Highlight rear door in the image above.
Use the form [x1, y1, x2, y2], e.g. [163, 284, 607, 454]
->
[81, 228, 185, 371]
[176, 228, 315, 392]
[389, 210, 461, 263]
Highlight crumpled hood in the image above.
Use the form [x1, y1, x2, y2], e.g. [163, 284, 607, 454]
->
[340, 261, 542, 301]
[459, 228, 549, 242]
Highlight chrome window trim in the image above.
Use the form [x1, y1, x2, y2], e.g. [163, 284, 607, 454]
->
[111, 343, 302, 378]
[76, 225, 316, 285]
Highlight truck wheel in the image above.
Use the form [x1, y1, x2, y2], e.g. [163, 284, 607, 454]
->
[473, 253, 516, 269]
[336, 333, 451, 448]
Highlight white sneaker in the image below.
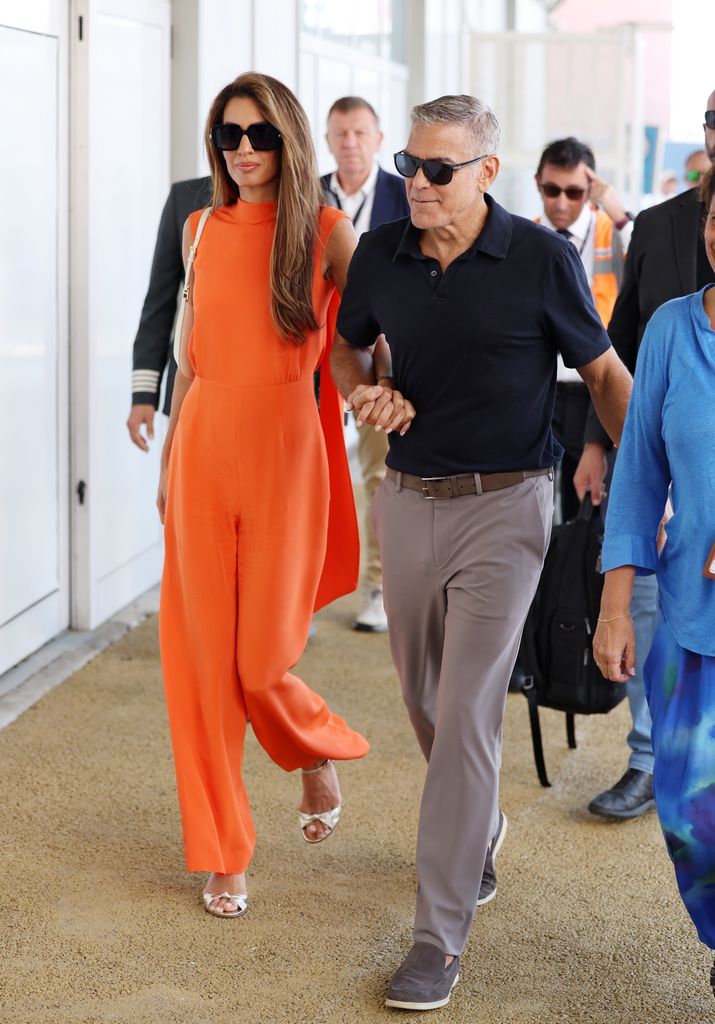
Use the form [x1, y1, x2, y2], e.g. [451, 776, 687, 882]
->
[352, 587, 387, 633]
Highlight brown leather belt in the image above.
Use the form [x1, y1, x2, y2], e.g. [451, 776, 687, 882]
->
[386, 466, 553, 501]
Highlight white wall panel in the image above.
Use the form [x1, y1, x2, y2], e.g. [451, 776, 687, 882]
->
[73, 0, 170, 628]
[0, 12, 69, 673]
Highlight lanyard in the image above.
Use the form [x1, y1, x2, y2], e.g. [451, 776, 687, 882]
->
[328, 188, 368, 230]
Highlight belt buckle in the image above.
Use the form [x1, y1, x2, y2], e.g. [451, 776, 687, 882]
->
[420, 476, 452, 502]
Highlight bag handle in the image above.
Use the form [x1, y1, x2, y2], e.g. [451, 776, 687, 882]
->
[173, 206, 213, 366]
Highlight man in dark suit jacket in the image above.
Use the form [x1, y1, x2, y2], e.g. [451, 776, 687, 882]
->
[321, 96, 410, 633]
[574, 91, 715, 818]
[127, 177, 211, 452]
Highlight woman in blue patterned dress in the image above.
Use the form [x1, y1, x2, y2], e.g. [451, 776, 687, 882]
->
[593, 170, 715, 994]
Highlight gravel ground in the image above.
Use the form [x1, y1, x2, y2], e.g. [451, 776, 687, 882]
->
[0, 597, 715, 1024]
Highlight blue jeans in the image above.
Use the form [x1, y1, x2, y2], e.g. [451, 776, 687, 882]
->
[626, 575, 658, 775]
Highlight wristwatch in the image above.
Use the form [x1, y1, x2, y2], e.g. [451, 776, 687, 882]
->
[614, 210, 633, 231]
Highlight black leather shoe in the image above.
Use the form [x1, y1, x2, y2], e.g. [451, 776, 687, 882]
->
[385, 942, 459, 1010]
[588, 768, 656, 818]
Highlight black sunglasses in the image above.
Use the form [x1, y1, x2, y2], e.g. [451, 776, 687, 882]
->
[211, 121, 281, 151]
[539, 181, 588, 203]
[394, 150, 490, 185]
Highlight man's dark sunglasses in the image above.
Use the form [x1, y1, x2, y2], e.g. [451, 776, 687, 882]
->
[394, 150, 489, 185]
[211, 121, 281, 150]
[539, 181, 588, 203]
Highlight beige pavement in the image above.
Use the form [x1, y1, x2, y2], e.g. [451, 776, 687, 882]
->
[0, 598, 715, 1024]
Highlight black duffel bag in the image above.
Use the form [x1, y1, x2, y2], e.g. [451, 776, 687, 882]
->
[513, 495, 626, 786]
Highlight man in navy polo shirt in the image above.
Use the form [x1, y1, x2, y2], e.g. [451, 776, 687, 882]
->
[332, 96, 631, 1010]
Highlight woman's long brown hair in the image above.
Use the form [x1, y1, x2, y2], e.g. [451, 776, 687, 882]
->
[205, 72, 324, 345]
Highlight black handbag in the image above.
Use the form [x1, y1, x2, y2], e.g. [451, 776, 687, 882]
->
[514, 495, 626, 786]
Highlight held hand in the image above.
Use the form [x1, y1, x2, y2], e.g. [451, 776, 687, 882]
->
[347, 384, 415, 436]
[157, 466, 166, 526]
[574, 441, 607, 505]
[127, 406, 154, 452]
[593, 614, 635, 683]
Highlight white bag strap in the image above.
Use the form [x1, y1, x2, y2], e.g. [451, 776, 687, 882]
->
[173, 206, 212, 366]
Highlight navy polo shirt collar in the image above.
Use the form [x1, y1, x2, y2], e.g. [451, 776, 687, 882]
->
[392, 195, 512, 262]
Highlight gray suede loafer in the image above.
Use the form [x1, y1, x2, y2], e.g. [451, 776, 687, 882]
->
[385, 942, 459, 1010]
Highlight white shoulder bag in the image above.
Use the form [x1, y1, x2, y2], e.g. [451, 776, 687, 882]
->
[174, 206, 211, 366]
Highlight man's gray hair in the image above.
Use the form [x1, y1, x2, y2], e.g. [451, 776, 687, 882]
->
[411, 95, 501, 156]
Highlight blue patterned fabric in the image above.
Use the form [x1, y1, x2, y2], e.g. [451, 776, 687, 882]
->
[643, 610, 715, 949]
[601, 286, 715, 655]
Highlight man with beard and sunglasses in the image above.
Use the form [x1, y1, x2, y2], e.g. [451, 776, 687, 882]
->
[574, 90, 715, 820]
[534, 135, 633, 522]
[331, 96, 631, 1010]
[528, 136, 658, 820]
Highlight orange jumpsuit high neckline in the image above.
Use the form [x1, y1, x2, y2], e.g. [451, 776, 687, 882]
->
[160, 201, 368, 873]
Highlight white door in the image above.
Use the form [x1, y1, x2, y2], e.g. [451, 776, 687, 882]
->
[71, 0, 171, 629]
[0, 0, 70, 674]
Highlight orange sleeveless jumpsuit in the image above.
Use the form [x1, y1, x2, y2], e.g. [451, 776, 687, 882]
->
[160, 201, 368, 873]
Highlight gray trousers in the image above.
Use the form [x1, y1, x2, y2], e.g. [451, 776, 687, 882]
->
[373, 468, 553, 955]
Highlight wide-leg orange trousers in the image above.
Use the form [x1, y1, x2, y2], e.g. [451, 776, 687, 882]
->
[160, 374, 368, 873]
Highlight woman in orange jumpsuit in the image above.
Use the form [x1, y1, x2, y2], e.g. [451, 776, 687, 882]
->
[158, 74, 368, 918]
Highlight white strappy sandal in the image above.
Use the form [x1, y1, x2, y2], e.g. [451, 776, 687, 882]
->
[298, 758, 342, 846]
[201, 893, 248, 918]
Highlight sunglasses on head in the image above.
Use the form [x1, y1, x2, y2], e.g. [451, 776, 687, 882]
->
[539, 181, 588, 203]
[211, 121, 281, 151]
[394, 150, 489, 185]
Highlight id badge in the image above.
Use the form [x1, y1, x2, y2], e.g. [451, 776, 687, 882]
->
[703, 544, 715, 580]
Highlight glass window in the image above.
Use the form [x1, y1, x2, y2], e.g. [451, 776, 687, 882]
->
[300, 0, 407, 63]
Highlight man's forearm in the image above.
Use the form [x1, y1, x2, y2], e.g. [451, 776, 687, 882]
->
[330, 335, 375, 398]
[589, 359, 633, 444]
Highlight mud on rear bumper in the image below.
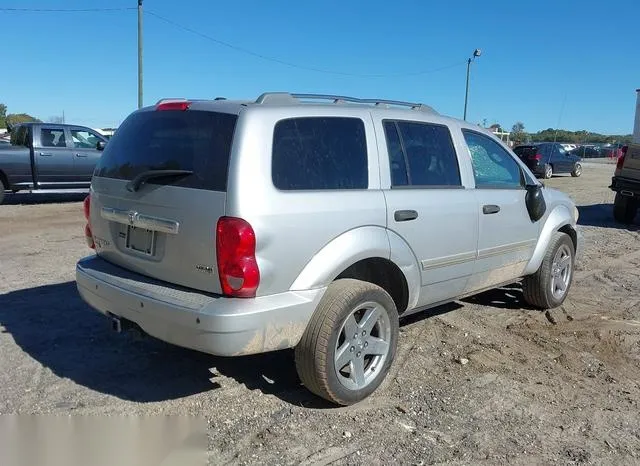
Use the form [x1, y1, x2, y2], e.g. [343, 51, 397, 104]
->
[76, 255, 326, 356]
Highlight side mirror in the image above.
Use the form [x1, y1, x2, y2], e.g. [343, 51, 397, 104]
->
[525, 184, 547, 222]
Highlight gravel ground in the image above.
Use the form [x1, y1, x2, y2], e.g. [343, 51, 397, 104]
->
[0, 162, 640, 464]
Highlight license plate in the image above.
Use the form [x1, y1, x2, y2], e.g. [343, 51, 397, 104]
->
[126, 226, 156, 256]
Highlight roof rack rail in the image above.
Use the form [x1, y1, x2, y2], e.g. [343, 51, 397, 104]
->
[255, 92, 438, 113]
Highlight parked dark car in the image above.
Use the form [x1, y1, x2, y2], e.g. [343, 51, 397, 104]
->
[513, 142, 582, 178]
[571, 144, 607, 159]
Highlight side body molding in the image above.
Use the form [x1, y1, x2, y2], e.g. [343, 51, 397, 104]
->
[524, 205, 573, 275]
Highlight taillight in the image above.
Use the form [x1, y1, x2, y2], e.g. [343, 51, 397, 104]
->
[216, 217, 260, 298]
[616, 146, 628, 170]
[82, 194, 96, 249]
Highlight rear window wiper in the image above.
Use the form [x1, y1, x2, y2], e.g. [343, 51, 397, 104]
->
[126, 170, 193, 192]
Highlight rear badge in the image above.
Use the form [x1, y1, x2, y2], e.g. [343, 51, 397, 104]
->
[93, 236, 111, 249]
[196, 264, 213, 273]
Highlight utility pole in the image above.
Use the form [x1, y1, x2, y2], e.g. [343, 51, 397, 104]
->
[463, 49, 482, 121]
[138, 0, 142, 108]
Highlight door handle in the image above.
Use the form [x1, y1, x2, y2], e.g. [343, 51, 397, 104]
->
[482, 205, 500, 215]
[393, 210, 418, 222]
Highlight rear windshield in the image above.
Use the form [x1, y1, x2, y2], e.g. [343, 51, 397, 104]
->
[94, 110, 238, 191]
[513, 146, 538, 158]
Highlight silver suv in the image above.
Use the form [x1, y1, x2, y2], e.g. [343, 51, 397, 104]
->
[76, 93, 581, 405]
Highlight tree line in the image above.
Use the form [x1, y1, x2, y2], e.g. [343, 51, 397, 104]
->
[511, 121, 632, 144]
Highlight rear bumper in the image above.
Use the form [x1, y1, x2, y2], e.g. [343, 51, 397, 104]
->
[609, 176, 640, 197]
[76, 256, 326, 356]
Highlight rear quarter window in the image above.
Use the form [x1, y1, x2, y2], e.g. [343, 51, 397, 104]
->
[94, 110, 238, 191]
[271, 117, 369, 191]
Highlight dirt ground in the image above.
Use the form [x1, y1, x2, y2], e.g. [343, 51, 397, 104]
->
[0, 159, 640, 464]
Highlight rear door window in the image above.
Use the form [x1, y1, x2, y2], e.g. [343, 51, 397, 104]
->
[384, 120, 461, 187]
[94, 110, 238, 191]
[271, 117, 369, 191]
[40, 128, 67, 148]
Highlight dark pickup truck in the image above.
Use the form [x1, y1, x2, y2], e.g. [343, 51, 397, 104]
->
[0, 123, 107, 204]
[609, 144, 640, 224]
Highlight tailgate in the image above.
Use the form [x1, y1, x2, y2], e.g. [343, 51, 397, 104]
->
[90, 110, 237, 293]
[91, 178, 226, 293]
[620, 144, 640, 182]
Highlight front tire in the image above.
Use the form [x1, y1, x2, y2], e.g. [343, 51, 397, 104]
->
[295, 279, 399, 406]
[613, 193, 638, 225]
[522, 232, 575, 309]
[571, 163, 582, 178]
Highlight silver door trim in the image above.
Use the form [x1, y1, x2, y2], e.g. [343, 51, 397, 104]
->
[478, 240, 536, 259]
[420, 251, 476, 270]
[100, 207, 180, 235]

** PROBLEM DESCRIPTION **
Please quote everything in the listing from the line containing "Highlight crumpled hood in the image above." down to the line containing "[127, 177, 211, 452]", both of those lines included. Leave out the pictures.

** RESPONSE TO THE TASK **
Highlight crumpled hood in the image above.
Use the form [x1, y1, x2, y2], e.g. [163, 284, 607, 454]
->
[340, 261, 542, 301]
[459, 228, 549, 242]
Highlight chrome window trim in the image above.
Use the form [x1, y1, x2, y2], e.g. [163, 284, 607, 454]
->
[111, 343, 302, 378]
[76, 225, 316, 285]
Highlight truck wheel in the image above.
Use the form [x1, y1, x2, y2], e.g. [163, 284, 607, 454]
->
[473, 253, 516, 269]
[336, 333, 451, 448]
Highlight white sneaker in the image below.
Use the form [x1, y1, x2, y2], e.g. [451, 776, 687, 882]
->
[352, 587, 387, 633]
Highlight brown leather belt in the image above.
Use the form [x1, y1, x2, y2], e.g. [451, 776, 687, 882]
->
[386, 466, 553, 501]
Highlight white wall panel in the image above.
Use the form [x1, y1, x2, y2], e.g. [451, 776, 687, 882]
->
[73, 0, 170, 628]
[0, 12, 69, 673]
Highlight lanyard in the image above.
Use the form [x1, y1, x2, y2], e.g. [451, 776, 687, 882]
->
[328, 188, 368, 230]
Highlight belt buckle in the image above.
Use the form [x1, y1, x2, y2], e.g. [451, 776, 687, 882]
->
[420, 476, 452, 502]
Highlight bag handle in the image above.
Use the form [x1, y1, x2, y2], e.g. [451, 776, 687, 882]
->
[173, 206, 213, 366]
Highlight man in dark suit jacket in the image above.
Use the form [x1, y1, x2, y2], e.g. [451, 776, 687, 882]
->
[321, 96, 410, 633]
[574, 91, 715, 818]
[127, 177, 211, 452]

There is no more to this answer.